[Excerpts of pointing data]
□ □ □ □ □ □ □

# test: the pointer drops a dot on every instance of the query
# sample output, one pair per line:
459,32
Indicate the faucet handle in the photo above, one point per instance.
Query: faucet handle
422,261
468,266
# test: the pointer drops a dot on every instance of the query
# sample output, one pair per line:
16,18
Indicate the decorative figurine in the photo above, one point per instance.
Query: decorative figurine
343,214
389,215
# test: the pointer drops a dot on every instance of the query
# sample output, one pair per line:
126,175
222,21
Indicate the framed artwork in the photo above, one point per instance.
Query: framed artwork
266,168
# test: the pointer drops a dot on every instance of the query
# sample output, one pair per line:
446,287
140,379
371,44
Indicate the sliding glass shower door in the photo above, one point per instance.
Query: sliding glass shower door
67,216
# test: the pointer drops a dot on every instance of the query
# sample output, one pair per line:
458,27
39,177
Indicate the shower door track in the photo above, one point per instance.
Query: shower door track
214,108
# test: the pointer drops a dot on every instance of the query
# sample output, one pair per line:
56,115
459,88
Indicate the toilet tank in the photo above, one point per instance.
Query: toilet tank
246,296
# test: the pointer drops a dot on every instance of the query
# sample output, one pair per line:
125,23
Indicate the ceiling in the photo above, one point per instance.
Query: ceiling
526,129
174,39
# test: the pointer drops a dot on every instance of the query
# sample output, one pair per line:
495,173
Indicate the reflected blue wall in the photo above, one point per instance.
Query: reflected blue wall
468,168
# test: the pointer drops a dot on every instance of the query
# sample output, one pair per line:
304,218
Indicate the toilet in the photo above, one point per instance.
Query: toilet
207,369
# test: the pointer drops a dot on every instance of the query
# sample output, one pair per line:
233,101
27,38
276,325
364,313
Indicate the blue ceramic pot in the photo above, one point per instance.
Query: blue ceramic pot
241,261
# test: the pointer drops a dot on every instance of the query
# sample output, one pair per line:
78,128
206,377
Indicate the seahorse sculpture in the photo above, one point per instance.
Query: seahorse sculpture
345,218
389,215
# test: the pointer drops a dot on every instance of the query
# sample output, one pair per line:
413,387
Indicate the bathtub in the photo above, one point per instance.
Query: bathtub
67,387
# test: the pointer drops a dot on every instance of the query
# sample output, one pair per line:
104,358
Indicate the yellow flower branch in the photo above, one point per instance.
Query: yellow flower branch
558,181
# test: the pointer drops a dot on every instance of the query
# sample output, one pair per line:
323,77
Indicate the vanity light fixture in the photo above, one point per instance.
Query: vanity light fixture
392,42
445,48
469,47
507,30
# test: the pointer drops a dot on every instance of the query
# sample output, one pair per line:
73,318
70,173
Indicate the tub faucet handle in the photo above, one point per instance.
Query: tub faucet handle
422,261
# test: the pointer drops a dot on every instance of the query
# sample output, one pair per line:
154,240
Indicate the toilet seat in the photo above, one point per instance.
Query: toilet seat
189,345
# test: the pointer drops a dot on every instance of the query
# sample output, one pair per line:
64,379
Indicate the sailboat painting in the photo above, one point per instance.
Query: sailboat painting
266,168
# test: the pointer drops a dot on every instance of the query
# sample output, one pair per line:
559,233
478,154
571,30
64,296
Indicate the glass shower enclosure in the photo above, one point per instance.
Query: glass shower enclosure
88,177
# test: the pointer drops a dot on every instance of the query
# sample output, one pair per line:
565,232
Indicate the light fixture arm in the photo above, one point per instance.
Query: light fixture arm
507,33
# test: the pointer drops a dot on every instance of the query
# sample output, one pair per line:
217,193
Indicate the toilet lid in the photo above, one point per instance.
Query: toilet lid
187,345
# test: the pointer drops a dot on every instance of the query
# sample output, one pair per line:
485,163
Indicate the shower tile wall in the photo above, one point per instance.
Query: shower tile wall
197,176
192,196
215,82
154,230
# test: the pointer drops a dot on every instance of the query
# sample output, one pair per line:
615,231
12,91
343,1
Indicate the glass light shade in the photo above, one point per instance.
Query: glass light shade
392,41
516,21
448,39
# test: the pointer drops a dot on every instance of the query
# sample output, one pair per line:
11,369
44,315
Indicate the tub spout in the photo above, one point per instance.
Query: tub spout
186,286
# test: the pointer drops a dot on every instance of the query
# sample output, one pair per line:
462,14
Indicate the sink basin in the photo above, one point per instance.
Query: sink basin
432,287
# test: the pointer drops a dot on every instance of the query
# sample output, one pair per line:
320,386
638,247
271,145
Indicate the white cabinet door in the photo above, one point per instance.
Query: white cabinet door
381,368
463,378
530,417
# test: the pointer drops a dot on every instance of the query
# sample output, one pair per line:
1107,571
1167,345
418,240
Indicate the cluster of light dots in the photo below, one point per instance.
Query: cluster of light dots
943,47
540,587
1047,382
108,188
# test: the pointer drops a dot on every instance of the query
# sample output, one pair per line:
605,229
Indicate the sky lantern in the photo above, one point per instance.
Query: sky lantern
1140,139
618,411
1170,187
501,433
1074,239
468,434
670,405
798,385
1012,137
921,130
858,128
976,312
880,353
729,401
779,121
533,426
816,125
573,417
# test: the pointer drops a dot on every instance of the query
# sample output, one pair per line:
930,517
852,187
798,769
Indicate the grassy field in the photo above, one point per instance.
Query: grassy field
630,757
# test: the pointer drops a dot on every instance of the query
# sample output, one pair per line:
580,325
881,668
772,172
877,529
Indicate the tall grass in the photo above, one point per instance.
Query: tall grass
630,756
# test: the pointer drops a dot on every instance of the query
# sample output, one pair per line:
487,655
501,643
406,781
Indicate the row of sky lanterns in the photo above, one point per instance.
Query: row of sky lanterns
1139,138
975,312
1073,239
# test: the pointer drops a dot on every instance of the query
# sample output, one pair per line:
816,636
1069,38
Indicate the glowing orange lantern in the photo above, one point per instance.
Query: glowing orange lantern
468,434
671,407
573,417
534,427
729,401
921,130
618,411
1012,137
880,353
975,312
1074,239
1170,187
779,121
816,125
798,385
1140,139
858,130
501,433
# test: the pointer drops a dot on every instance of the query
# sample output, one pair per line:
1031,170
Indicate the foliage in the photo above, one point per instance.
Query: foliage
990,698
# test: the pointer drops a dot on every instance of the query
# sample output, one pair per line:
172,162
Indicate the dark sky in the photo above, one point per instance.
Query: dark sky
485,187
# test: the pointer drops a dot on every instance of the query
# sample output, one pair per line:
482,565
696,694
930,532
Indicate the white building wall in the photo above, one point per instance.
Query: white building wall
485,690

□ □ □ □ □ □ □

Exercise requirements
Collect every line of the data above that contains the string "faucet", matching case exactly.

Result of the exercise
Indicate the faucet handle in the photo above, one point per instance.
Query: faucet handle
Indicate the tub faucet handle in the photo above, one point per instance.
Query: tub faucet handle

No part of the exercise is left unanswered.